WRITTEN EXERCISE: Pull out every line below that contains the word "carpet", matching case exactly.

PROVIDED DATA:
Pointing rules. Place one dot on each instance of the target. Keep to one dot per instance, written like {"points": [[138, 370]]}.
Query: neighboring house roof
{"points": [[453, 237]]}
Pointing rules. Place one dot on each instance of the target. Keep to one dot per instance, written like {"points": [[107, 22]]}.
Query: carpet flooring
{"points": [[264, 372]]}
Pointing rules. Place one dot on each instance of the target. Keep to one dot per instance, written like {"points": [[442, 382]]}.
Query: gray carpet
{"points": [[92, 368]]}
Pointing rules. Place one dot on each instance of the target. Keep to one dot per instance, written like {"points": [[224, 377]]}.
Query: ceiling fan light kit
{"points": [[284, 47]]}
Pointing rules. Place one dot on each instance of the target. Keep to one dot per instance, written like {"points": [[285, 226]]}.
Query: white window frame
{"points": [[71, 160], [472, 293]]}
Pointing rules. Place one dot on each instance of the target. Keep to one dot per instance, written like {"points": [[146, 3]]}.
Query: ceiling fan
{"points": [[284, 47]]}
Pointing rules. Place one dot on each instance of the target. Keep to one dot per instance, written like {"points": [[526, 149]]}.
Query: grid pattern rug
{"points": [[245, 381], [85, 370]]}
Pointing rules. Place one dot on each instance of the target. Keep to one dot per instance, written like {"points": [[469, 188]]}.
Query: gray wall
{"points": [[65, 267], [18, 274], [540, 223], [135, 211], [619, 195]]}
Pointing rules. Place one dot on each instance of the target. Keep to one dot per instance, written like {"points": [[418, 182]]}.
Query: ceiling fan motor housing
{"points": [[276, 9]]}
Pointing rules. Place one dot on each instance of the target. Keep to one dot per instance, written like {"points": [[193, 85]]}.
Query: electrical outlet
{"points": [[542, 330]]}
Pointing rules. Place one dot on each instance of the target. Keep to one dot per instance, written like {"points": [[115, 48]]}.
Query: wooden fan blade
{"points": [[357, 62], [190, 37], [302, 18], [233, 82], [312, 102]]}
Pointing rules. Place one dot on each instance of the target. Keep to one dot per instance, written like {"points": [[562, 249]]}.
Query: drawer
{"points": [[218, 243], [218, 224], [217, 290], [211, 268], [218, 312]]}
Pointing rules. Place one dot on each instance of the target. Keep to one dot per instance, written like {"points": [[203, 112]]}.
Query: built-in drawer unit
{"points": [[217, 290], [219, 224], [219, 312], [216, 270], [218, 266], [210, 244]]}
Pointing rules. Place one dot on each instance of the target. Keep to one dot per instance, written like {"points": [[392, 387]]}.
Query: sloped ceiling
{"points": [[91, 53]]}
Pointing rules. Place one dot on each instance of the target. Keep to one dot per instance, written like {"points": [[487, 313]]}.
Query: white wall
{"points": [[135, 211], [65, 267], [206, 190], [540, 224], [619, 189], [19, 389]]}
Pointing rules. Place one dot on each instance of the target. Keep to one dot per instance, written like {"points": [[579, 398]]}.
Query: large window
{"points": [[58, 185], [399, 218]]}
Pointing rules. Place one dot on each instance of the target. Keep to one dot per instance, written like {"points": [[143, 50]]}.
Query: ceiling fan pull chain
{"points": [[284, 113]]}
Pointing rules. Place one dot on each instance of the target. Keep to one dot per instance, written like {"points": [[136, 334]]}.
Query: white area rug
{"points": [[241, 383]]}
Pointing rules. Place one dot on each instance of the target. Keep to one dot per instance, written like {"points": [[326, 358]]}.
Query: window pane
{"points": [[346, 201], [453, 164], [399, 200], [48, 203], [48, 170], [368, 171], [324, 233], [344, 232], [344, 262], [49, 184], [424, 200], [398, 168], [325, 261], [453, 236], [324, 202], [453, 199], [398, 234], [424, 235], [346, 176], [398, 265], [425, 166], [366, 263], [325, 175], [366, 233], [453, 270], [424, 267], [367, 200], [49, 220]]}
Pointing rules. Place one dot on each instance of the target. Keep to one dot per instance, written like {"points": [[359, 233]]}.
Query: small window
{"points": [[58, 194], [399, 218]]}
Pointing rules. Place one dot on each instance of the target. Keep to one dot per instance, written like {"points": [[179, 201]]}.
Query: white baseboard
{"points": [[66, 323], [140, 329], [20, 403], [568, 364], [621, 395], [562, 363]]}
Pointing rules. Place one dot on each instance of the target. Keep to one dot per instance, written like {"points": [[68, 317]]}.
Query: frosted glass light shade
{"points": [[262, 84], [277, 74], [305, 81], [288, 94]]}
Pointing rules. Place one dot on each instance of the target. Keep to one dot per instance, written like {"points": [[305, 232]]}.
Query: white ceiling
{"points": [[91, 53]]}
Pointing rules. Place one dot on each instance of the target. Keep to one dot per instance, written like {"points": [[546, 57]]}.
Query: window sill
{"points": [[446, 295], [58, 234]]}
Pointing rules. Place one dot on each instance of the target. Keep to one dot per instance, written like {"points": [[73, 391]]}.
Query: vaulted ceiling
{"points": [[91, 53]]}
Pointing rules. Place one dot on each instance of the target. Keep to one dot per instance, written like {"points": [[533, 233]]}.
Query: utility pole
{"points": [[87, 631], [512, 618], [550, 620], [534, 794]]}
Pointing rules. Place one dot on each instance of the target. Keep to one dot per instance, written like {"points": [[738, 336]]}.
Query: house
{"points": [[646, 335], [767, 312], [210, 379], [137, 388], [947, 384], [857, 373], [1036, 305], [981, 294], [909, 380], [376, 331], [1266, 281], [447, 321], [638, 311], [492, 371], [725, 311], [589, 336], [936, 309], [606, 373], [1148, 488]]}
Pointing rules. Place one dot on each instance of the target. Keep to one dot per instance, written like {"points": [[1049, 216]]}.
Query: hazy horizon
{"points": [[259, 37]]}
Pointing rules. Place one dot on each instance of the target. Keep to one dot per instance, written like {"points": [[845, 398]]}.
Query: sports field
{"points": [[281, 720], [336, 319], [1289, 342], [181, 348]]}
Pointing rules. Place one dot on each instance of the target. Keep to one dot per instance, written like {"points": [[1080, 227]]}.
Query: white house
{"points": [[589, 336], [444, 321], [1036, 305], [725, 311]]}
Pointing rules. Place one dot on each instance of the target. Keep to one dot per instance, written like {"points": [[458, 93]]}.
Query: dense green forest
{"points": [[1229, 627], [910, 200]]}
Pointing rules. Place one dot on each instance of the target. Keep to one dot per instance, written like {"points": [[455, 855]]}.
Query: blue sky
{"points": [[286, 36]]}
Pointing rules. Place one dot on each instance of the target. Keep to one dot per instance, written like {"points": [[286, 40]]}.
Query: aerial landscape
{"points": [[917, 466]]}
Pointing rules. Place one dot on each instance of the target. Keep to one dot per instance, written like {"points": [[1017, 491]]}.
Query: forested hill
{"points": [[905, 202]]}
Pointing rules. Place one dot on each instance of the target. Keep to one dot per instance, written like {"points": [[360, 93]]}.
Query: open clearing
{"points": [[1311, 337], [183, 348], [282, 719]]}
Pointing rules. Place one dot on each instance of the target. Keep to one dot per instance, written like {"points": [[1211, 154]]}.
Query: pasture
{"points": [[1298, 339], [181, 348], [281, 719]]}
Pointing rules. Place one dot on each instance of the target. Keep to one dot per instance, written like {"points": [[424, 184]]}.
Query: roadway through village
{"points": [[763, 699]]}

==

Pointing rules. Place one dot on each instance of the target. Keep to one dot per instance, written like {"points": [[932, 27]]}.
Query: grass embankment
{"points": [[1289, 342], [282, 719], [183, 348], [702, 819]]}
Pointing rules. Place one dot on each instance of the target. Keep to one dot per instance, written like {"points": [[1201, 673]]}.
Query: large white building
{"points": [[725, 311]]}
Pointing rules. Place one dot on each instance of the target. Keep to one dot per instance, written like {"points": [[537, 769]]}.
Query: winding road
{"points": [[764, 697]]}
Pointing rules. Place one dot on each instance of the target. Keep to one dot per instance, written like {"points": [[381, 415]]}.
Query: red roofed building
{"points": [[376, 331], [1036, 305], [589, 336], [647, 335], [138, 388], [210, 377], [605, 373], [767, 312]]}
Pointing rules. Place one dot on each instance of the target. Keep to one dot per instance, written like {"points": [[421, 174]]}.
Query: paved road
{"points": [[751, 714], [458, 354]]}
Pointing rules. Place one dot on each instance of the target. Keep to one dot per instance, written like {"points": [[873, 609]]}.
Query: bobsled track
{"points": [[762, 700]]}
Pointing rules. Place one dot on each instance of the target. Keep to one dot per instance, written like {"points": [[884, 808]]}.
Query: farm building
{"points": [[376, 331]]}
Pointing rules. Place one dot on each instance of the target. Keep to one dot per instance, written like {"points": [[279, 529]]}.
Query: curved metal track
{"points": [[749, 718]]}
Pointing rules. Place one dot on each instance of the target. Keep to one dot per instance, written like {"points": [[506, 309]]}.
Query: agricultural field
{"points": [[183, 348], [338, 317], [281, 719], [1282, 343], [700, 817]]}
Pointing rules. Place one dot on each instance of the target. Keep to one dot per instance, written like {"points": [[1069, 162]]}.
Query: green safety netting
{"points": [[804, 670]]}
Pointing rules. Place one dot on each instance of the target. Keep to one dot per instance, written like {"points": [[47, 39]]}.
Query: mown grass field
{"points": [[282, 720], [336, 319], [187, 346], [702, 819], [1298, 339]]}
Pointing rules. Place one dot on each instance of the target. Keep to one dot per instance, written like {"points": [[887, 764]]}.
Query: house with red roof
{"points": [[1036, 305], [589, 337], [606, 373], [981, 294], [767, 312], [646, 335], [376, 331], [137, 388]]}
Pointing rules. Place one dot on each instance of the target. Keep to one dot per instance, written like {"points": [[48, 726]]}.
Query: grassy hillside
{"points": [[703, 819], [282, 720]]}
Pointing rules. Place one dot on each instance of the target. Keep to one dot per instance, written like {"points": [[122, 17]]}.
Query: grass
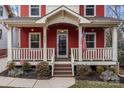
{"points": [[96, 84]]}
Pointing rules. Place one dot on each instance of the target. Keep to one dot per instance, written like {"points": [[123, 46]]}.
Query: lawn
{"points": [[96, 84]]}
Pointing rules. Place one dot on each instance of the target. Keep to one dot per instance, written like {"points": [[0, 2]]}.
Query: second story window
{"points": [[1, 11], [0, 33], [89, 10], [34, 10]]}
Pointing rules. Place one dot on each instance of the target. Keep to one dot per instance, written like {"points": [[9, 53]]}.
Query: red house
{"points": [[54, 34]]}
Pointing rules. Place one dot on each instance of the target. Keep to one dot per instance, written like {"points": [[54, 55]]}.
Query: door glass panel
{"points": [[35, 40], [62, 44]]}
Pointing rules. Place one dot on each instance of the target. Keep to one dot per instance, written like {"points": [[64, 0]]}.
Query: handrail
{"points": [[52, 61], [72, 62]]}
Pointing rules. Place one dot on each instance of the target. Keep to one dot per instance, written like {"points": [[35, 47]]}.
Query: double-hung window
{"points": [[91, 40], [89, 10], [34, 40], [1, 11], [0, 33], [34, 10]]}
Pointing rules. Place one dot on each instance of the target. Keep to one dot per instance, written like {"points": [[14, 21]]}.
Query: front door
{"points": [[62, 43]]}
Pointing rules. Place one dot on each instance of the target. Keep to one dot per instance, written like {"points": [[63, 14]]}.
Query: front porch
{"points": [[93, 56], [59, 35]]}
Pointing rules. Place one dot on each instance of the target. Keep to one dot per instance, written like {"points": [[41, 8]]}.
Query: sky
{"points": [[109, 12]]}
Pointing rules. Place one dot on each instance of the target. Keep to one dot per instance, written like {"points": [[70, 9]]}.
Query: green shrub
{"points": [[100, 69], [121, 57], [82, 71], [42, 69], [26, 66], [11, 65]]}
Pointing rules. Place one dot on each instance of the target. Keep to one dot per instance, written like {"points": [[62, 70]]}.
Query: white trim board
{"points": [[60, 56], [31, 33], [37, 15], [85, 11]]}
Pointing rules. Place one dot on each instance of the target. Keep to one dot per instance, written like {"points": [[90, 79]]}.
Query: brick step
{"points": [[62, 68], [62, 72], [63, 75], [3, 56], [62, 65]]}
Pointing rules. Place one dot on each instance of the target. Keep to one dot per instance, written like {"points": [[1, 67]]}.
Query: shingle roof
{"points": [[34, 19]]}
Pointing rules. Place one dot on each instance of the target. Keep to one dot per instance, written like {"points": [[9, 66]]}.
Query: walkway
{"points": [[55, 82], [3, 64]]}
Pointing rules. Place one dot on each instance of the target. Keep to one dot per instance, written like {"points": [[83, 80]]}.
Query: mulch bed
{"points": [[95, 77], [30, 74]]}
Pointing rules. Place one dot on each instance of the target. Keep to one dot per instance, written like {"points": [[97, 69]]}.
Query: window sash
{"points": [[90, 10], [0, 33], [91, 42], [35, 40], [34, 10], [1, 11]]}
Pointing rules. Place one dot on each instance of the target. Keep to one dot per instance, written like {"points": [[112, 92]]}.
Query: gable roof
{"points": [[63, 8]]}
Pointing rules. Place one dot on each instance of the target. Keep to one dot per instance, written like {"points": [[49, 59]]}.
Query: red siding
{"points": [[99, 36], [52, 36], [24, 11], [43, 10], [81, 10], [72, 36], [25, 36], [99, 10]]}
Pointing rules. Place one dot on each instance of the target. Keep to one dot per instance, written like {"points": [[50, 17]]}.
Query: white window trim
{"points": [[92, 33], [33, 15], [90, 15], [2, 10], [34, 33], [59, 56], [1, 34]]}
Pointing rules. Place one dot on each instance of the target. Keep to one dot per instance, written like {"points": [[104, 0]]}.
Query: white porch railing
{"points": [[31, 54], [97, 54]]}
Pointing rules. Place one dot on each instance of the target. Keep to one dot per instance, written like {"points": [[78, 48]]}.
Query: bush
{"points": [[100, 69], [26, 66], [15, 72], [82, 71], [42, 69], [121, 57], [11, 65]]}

--

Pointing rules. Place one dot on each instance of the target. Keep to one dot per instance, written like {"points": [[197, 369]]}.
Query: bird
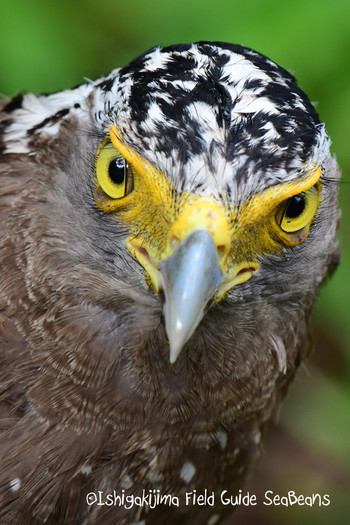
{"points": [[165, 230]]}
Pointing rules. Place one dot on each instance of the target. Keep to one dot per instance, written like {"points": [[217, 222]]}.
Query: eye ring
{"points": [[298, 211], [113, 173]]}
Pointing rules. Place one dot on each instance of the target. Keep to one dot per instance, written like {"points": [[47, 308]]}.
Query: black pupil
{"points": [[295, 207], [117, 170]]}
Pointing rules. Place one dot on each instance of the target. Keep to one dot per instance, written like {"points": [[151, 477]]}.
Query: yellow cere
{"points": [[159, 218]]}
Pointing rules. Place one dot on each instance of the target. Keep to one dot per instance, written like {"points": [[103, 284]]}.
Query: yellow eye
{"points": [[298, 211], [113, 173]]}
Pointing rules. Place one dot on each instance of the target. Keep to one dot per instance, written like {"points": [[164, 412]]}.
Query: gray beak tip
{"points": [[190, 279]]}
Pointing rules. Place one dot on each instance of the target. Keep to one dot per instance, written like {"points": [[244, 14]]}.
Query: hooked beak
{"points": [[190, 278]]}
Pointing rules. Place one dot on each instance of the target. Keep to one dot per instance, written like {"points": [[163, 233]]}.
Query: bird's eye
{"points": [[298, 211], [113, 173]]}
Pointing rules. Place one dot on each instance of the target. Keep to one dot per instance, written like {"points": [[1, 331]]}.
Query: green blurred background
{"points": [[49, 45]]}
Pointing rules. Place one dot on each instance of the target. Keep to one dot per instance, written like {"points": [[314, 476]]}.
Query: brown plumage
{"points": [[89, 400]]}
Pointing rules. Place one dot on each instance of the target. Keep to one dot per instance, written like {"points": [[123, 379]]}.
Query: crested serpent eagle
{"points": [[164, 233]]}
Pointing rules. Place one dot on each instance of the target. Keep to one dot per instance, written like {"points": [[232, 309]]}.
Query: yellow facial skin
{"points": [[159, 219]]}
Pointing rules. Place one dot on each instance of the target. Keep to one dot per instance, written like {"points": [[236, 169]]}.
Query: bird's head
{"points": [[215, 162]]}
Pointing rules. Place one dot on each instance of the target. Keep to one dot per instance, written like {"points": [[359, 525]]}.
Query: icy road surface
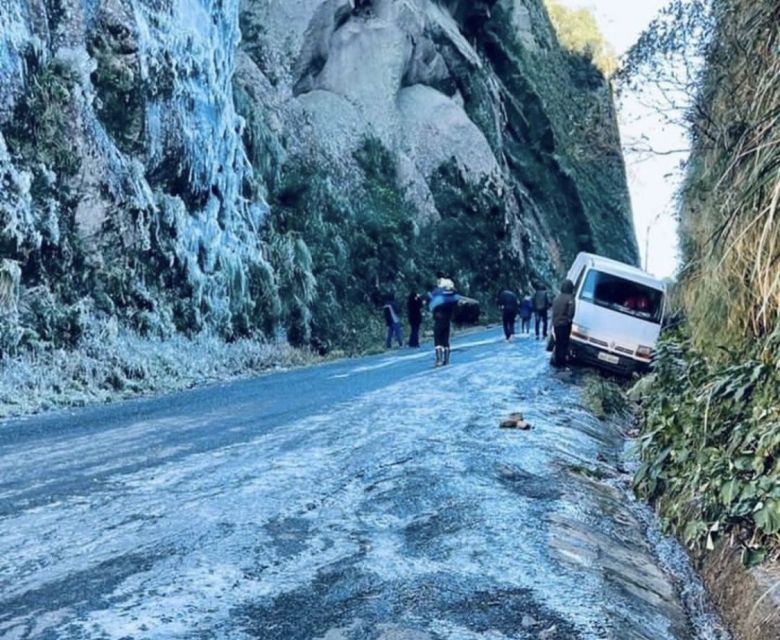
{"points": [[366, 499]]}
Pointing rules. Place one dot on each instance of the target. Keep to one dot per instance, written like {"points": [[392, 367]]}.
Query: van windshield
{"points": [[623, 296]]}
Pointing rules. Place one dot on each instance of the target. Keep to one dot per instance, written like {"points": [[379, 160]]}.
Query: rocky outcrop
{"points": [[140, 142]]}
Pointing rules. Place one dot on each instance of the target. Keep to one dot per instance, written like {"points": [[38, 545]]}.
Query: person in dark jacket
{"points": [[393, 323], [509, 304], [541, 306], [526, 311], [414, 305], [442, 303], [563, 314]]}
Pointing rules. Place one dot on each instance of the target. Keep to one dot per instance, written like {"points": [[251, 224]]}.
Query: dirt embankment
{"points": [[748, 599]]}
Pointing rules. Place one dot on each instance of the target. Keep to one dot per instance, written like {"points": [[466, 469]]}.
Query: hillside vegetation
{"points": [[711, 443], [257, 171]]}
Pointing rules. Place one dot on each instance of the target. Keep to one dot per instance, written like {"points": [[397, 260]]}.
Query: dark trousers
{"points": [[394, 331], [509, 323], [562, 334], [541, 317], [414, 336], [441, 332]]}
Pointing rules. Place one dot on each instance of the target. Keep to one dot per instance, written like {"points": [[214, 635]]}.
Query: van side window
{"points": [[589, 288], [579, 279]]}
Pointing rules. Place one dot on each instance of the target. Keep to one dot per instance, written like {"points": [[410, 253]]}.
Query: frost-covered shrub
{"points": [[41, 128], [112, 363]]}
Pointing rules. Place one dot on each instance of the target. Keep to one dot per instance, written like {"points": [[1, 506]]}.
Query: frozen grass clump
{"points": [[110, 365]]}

WORKED ANSWER:
Query: carpet flooring
Query: gray carpet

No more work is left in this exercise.